== Data

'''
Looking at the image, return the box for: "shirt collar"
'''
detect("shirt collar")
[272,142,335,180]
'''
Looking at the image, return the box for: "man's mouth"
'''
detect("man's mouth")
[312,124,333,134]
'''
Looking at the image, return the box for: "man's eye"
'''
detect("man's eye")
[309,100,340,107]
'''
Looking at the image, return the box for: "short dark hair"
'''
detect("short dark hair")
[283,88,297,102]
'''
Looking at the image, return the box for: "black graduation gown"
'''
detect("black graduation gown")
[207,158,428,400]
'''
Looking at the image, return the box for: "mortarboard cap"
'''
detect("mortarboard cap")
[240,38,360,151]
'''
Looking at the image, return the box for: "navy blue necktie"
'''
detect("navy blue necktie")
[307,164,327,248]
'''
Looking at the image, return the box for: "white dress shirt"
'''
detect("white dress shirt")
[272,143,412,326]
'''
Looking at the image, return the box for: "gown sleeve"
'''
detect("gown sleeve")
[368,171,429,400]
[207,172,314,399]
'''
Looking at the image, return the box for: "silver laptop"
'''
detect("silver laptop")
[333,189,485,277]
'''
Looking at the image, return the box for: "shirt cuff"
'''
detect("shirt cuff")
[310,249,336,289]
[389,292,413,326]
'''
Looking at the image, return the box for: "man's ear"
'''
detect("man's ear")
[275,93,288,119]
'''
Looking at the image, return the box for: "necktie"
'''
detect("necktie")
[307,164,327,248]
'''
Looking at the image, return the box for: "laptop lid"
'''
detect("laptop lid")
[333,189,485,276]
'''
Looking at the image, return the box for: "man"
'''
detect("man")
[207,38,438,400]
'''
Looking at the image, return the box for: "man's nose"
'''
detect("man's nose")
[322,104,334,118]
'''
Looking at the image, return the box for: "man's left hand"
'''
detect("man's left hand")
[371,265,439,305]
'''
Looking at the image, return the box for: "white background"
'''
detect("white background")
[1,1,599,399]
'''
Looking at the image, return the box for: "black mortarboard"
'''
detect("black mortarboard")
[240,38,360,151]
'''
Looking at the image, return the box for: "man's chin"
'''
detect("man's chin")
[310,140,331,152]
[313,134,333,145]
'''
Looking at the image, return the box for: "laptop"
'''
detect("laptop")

====

*What is required*: This exercise requires all the entries to be written out again exactly.

*Answer for the task*:
'''
Looking at the image, return the box for: "shirt collar"
'''
detect("shirt collar")
[272,142,335,180]
'''
Looking at the image, return the box for: "man's mouth"
'''
detect("man's mouth")
[312,124,333,134]
'''
Looking at the image, return the box for: "man's eye"
'''
detect("man's eye")
[309,100,340,107]
'''
Looking at the image, return the box for: "short dark hair"
'''
detect("short dark hair")
[283,88,297,102]
'''
Looking at the image, return the box for: "black graduation gown"
'''
detect("black graduation gown")
[207,158,428,400]
'''
Looking at the image, return the box for: "mortarboard cap"
'''
detect("mortarboard cap")
[240,38,360,151]
'''
Looking at the image, return the box for: "navy blue necktie"
'''
detect("navy blue necktie")
[307,164,327,248]
'''
Looking at the image, return the box for: "white dress shirt"
'''
detect("white dress shirt")
[272,143,412,326]
'''
Looking at the image, return the box for: "gown sleeve"
'''
detect("gown sleeve")
[368,171,429,400]
[207,172,314,399]
'''
Looking at the image, return the box for: "silver laptop"
'''
detect("silver laptop")
[333,189,485,277]
'''
Looking at the image, return the box for: "shirt cuff"
'''
detect("shirt cuff")
[310,249,336,289]
[389,292,413,326]
'''
Looking at the image, return the box for: "man's ear"
'''
detect("man's ear")
[275,93,288,119]
'''
Looking at the image, return the box for: "necktie"
'''
detect("necktie")
[307,164,327,248]
'''
Looking at the image, return the box for: "laptop lid"
'''
detect("laptop lid")
[333,189,485,276]
'''
Looking at the image, return the box for: "man"
'''
detect("man")
[207,38,438,400]
'''
Looking at the image, return the box for: "man's nose"
'''
detect("man's nose")
[322,104,334,118]
'''
Looking at the image, return the box for: "man's left hand"
'''
detect("man's left hand")
[371,265,439,305]
'''
Looking at the image, return the box for: "white background"
'''
detect("white background")
[1,1,599,399]
'''
Looking at the image, return the box for: "black mortarboard"
'''
detect("black mortarboard")
[240,38,360,151]
'''
Looking at the image, return the box for: "man's chin"
'''
detect("man's chin")
[310,140,331,152]
[313,134,333,145]
'''
Looking at the image, return the box for: "laptop"
'''
detect("laptop")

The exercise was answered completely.